* [Goal]: Gather every line below that contains the string "shorts", treating uppercase and lowercase letters as different.

* [Records]:
◆ ◆ ◆

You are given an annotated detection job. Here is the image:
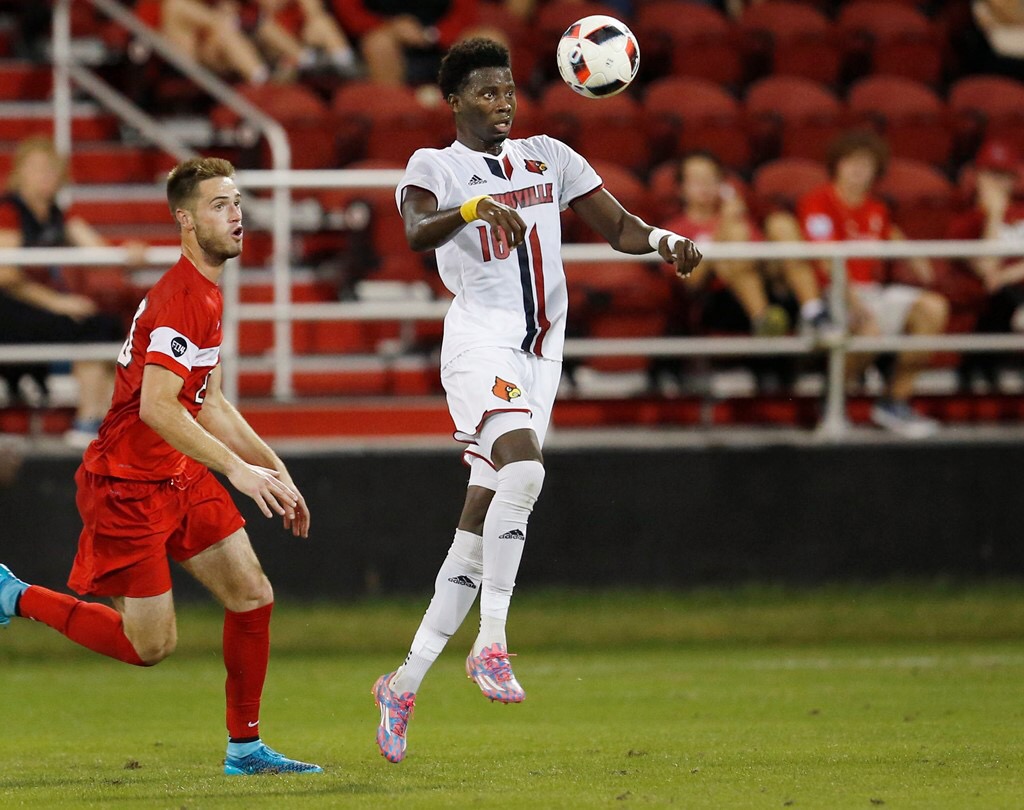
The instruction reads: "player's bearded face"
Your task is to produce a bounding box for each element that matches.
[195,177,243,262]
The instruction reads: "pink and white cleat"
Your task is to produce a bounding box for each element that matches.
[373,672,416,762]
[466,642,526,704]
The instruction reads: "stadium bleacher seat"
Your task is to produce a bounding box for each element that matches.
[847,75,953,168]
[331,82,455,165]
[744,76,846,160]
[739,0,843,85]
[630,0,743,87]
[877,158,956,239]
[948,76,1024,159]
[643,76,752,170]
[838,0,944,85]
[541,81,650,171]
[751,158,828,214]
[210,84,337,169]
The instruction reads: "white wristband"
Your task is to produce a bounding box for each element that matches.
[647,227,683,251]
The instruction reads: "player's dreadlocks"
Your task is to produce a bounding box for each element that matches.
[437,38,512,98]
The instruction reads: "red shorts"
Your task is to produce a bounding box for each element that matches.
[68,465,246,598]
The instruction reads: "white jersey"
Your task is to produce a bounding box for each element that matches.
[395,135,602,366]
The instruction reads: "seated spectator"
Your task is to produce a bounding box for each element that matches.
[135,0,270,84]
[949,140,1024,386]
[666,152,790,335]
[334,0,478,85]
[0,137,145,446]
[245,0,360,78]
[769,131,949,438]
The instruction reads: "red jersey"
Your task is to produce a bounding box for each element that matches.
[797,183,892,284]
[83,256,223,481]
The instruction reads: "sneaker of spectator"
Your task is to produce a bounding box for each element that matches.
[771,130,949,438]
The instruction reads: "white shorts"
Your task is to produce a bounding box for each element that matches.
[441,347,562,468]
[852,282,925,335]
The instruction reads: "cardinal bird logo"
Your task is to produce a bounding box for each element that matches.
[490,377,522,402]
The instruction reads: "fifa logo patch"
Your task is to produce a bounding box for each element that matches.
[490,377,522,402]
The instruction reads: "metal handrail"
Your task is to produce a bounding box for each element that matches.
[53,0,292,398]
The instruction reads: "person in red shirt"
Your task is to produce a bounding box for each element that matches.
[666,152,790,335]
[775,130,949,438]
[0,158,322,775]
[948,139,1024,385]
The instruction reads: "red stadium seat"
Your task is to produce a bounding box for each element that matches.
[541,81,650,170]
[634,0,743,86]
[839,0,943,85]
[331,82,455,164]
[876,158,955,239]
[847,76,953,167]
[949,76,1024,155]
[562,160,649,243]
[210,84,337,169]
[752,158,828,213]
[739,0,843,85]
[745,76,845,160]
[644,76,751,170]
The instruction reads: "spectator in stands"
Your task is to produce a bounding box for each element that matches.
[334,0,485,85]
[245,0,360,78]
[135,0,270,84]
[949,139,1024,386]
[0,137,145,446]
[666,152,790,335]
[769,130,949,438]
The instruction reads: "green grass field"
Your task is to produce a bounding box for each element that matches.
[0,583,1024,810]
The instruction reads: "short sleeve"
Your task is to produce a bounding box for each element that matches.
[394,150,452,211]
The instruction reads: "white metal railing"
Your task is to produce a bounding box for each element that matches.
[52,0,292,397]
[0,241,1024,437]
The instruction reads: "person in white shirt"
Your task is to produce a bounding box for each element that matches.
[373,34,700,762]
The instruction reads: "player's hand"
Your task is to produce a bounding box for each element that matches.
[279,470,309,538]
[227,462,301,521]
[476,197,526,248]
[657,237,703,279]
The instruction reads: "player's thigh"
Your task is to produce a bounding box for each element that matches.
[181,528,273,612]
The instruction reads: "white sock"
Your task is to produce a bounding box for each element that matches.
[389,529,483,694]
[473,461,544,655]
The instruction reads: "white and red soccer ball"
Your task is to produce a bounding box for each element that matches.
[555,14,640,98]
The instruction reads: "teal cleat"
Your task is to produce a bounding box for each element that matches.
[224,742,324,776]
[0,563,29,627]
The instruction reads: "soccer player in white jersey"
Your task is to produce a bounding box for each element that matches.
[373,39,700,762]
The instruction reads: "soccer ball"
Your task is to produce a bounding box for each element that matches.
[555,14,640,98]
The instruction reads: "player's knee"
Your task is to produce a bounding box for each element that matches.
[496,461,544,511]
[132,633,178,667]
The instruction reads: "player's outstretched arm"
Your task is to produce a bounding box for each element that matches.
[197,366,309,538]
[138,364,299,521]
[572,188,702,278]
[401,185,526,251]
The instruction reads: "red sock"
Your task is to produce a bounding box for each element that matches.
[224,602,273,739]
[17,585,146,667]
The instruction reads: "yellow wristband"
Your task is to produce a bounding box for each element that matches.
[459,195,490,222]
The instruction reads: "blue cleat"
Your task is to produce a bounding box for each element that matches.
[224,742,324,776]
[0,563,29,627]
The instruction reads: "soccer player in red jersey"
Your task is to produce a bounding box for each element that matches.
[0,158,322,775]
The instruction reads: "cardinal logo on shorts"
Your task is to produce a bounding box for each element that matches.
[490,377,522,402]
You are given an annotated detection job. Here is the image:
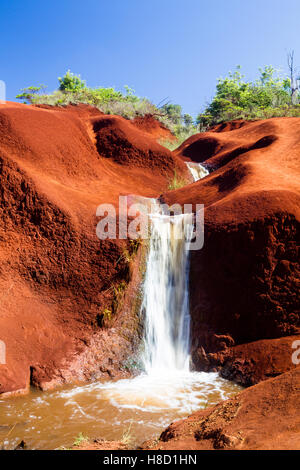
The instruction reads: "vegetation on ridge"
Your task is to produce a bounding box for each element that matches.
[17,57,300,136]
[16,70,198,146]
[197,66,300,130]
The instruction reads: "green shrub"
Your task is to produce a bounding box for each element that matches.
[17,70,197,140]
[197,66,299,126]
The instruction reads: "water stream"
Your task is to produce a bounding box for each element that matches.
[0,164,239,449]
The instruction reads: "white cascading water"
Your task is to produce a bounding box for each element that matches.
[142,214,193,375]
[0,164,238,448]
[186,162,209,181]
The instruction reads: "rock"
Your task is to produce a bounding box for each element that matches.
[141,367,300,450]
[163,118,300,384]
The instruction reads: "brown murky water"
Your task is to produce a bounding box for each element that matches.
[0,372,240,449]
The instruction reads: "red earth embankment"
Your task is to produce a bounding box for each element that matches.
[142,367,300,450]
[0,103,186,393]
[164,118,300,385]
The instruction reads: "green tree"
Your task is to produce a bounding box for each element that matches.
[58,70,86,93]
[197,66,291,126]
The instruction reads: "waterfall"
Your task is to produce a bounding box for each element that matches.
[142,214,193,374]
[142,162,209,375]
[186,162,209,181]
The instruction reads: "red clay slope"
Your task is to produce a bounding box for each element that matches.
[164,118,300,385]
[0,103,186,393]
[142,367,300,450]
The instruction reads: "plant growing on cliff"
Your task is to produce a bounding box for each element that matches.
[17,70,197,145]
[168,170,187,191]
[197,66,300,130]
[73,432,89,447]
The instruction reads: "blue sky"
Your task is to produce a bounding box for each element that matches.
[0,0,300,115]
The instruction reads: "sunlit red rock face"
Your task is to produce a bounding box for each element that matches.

◆ ◆ ◆

* [Solution for this task]:
The instruction reads: "red shorts"
The instruction reads: "white shorts"
The instruction reads: "cardinal logo on shorts"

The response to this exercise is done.